=== TASK INPUT ===
★ ★ ★ ★ ★ ★ ★

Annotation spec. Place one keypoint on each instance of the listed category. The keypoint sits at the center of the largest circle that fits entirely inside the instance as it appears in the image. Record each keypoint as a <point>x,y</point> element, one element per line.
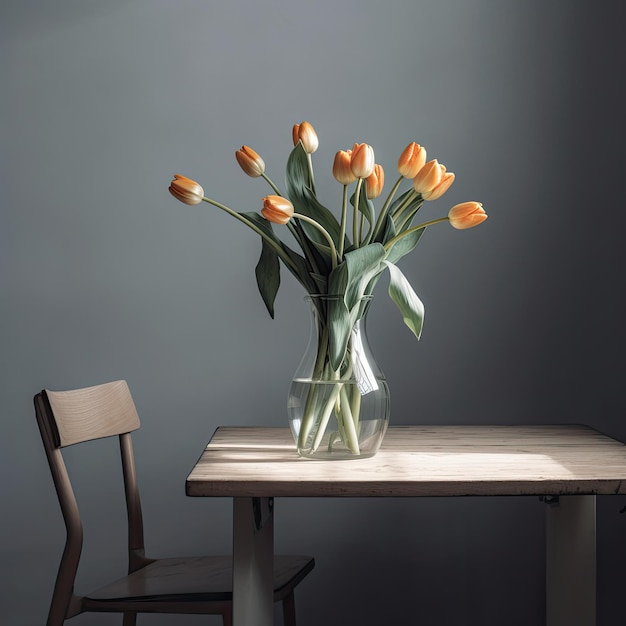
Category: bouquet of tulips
<point>341,256</point>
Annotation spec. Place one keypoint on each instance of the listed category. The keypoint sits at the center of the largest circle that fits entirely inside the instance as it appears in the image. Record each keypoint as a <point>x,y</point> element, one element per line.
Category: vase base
<point>332,448</point>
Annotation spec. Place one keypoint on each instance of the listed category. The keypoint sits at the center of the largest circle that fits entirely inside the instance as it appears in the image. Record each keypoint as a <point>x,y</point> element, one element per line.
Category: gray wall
<point>104,275</point>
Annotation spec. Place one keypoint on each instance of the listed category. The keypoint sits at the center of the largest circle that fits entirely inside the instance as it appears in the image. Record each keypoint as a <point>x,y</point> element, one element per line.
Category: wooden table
<point>567,465</point>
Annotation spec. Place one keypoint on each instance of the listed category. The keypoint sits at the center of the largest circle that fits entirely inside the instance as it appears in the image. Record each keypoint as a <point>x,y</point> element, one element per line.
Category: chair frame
<point>61,420</point>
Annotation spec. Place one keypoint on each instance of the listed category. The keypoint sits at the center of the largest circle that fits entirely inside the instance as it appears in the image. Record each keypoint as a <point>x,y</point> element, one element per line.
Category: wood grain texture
<point>417,461</point>
<point>93,412</point>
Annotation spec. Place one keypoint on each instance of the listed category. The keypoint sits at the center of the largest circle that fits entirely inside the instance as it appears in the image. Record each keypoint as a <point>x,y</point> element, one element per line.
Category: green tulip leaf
<point>410,306</point>
<point>404,245</point>
<point>350,278</point>
<point>299,266</point>
<point>300,190</point>
<point>267,274</point>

★ ★ ★ ★ ★ ★ ★

=== ACTIVITY ===
Please retype the whole of the data precisely, omitting pictures.

=== ANSWER AREA ===
Annotation spec. Place one keypoint on each instance of the listed category. The keypoint sits at the center of the largest circle that fits entirely inside the instance as it appears in the image. Record each keypoint as a <point>x,y</point> element, one element per line.
Category: bouquet of tulips
<point>341,256</point>
Annotation spec. Place one keypoint on each instance of the listed category. The keypoint sits at the center of the largest circle that fits entirely inside the instance as it appears in the image. Record each keypoint as a <point>x,y</point> element, one element per line.
Category: vase base
<point>332,448</point>
Annotation spec. Place one keypoint on each instance of the listed category. The keypoint sits at the center of the largest circle that fits entirely inside the instance as it appears in the image. Record each keypoint as a <point>x,y</point> element, one element per line.
Category: gray wall
<point>104,275</point>
Annotation spec. Place one keypoint on each instance of the listed category. The keypoint sits at the center of the largest circle that fits entirely inside the instance as it appears in the image. Record each keypoint as a <point>x,y</point> element, one element per line.
Category: wooden table
<point>567,465</point>
Annotation spec. Place one keypoint on each instance of the listed category. The keypoint sits at the center of the largest circle that fits entirely inside the instance as it appears in the image. Record each keypoint as a <point>x,y</point> element, one element per line.
Category: chair frame
<point>61,420</point>
Annotation spec. Place one keypoint on each instance of the listed category. The keypoint sits at the center of the largest circle that fits entirely inside the instance as it appears in the image. Record each keypoint as a <point>x,y</point> element, one element per line.
Category: wood grain texture
<point>417,461</point>
<point>93,412</point>
Annotation spec. Place one keypoint on each instance of the listed category. The keypoint sits at the center of the largest circle that fits entirely inside the instance as it appears in the image. Record each keypoint as a <point>x,y</point> element, one element per line.
Category: green tulip leaf
<point>410,306</point>
<point>404,245</point>
<point>350,278</point>
<point>299,266</point>
<point>300,190</point>
<point>267,274</point>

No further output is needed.